─── Text

The natural instinct is: features first, then correlation. **Invert it.**

1. **`session_profile` table + empty write path** — one row per session, all
   nulls. Ships immediately.
2. **Correlator `find_similar_sessions(sid, ε)` primitive — stubbed.**
   Returns empty. Wire the API, wire the UI surface in `SessionDrawer`
   ("Similar Sessions: none yet").
3. **First features** — the five cheapest (IKI moments, burst ratio,
   control-char mix). Populate the table.
4. **Similarity function goes live** — Euclidean distance over normalized
   float features, Hamming distance over simhash. No ML needed.
5. **Digraph simhash** — once cheap features are validated as useful.
6. **Correlation graph integration** — `CorrelationEngine` learns to
   follow profile-similarity edges, not just IP edges.

**Why inverted:** once operators see a session profile with no "similar
sessions" surface, they'll ask for it, and the UX (what's shown, how
distance is rendered, what actions the link affords) will drive which
features matter. Build the shell, let demand signal feature priority.

### Correlation — what this enables

Today, `CorrelationEngine` keys on `attacker_ip`. Session profiles let it
graduate to **identity-independent correlation**.

Concrete scenario:
> Attacker hits operator A's maze from IP X. Three weeks later, hits
> operator B's maze from IP Y. IPs don't match. But:
> - `kd_digraph_simhash` Hamming distance: 3
> - HASSH fingerprint: identical
> - JARM: identical
> - Command-sequence 3-gram overlap: 60%
>
> That's a cross-operator identity claim with receipts. SQL query, not
> research project.

Without structured session profiles, that analysis is literally impossible.
With them, it's a join.

### Federation implication (v2/v3)

Session profile vectors are **exactly** the thing to gossip in the
federation layer. They are:
- **Small** — a few floats + an 8-byte hash. Cheap on the wire.
- **Semantically meaningful** — encode identity without encoding
  operator-specific infrastructure or PII.
- **Collision-rich** — similar vectors across operators = shared adversary,
  same pattern as the fingerprint-tuple idea, but richer and noisier-signal.

The `session_profile` schema is effectively the v2 federation wire format.
Design it that way from day one:
- `schema_version` field (mentioned above).
- No operator-identifying fields (decky name, internal IP, host labels).
- SimHash specifically because Hamming distance works across operators
  without needing shared training data.

### Cost estimate

- Five cheap features + table + stubbed `find_similar_sessions`:
  **½ to 1 day** of implementation once the codebase is known.
- Digraph simhash + live similarity: **another 1–2 days**.
- Correlation engine integration: **depends on how deep the graph walk
  goes** — 2–5 days for a first pass.

The expensive part is not implementation. It's **deciding the schema well
enough that we don't regret it in six months.** Hence this document.

### What *not* to build

- **Typing biometric login.** That's the research-paper framing. Wrong
  frame for a honeypot. We're doing *tooling attribution* and *operator
  clustering*, not authentication.
- **Hold time / pressure / velocity.** Not on the SSH wire. Dead-end
  without attacker-side instrumentation they will not run.
- **ML clustering before similarity.** Euclidean + Hamming over normalized
  features handles the first useful year of data. Don't reach for sklearn
  until the simple thing demonstrably fails.

──────

* [Requirement 1]: Copy the rows verbatim, from the line containing "Return the outline of every instance of the water" through the final line of the rows, with both ends included.

─── Data shown

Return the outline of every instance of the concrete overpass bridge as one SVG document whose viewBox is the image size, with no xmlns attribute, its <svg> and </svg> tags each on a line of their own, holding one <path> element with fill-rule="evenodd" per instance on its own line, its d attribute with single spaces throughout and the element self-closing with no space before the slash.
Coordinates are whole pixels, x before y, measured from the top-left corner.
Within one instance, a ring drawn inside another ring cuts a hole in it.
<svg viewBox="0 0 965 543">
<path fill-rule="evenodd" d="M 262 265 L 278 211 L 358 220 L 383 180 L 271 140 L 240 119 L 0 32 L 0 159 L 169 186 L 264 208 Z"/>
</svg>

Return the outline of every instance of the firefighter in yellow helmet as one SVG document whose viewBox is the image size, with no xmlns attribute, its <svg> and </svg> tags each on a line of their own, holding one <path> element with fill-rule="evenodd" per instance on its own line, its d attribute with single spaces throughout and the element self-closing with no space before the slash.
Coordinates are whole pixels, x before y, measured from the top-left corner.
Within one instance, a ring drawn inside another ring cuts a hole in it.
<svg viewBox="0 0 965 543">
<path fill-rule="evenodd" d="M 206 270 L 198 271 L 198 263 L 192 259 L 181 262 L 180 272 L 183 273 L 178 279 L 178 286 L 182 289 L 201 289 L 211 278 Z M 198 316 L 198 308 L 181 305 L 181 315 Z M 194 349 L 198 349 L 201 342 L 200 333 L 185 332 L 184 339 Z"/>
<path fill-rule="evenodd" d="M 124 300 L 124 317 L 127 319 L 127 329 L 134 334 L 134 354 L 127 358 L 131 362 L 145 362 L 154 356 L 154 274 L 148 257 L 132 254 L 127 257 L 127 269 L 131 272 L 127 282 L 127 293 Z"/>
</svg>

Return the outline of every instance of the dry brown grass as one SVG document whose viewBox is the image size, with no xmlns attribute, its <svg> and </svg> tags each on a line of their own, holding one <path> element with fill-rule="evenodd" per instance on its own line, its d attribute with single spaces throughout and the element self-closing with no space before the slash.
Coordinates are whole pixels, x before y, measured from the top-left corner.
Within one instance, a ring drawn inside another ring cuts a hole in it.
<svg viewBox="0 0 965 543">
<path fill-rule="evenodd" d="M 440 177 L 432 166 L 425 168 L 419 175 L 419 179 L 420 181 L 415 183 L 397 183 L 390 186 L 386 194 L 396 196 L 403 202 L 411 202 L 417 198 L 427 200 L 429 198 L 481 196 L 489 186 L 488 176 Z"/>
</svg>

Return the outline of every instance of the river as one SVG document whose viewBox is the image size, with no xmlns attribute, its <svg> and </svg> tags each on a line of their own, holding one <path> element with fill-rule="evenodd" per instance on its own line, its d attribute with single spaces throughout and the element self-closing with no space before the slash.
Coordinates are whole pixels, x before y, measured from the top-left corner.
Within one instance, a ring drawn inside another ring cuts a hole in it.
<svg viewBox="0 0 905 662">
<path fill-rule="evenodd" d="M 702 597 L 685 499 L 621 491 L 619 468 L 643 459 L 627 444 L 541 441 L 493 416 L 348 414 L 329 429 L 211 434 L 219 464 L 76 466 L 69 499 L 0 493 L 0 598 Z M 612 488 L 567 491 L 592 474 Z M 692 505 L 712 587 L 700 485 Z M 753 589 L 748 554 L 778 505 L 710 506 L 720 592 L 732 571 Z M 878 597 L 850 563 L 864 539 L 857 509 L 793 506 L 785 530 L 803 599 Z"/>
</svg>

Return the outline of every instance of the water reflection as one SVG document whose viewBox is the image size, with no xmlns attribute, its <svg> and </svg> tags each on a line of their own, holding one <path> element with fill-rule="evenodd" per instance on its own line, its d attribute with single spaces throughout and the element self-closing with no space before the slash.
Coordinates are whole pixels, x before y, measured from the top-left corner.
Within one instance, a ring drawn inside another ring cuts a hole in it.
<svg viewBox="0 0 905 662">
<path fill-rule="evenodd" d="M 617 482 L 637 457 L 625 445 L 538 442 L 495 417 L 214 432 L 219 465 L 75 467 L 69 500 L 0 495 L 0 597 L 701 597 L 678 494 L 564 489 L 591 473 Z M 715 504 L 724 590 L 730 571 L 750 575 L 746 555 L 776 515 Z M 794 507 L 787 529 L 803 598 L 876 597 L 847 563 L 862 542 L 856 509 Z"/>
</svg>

──────

* [Requirement 2]: Repeat, word for word, the passage of the session-profile design notes between "With them, it's" and "infrastructure or PII.", inclusive.

* [Solution 1]:
Return the outline of every instance of the water reflection as one SVG document whose viewBox is the image size, with no xmlns attribute, its <svg> and </svg> tags each on a line of their own, holding one <path> element with fill-rule="evenodd" per instance on its own line, its d attribute with single spaces throughout and the element self-closing with no space before the slash.
Coordinates are whole pixels, x before y, measured from the top-left corner.
Within one instance, a ring drawn inside another ring cuts a hole in it.
<svg viewBox="0 0 905 662">
<path fill-rule="evenodd" d="M 617 482 L 637 457 L 625 445 L 538 442 L 495 417 L 214 432 L 219 465 L 75 467 L 69 500 L 0 495 L 0 597 L 701 597 L 678 494 L 564 489 L 591 473 Z M 715 504 L 724 590 L 730 571 L 750 575 L 746 555 L 776 515 Z M 794 507 L 787 529 L 803 598 L 876 597 L 847 563 L 862 542 L 856 509 Z"/>
</svg>

* [Solution 2]:
With them, it's a join.

### Federation implication (v2/v3)

Session profile vectors are **exactly** the thing to gossip in the
federation layer. They are:
- **Small** — a few floats + an 8-byte hash. Cheap on the wire.
- **Semantically meaningful** — encode identity without encoding
  operator-specific infrastructure or PII.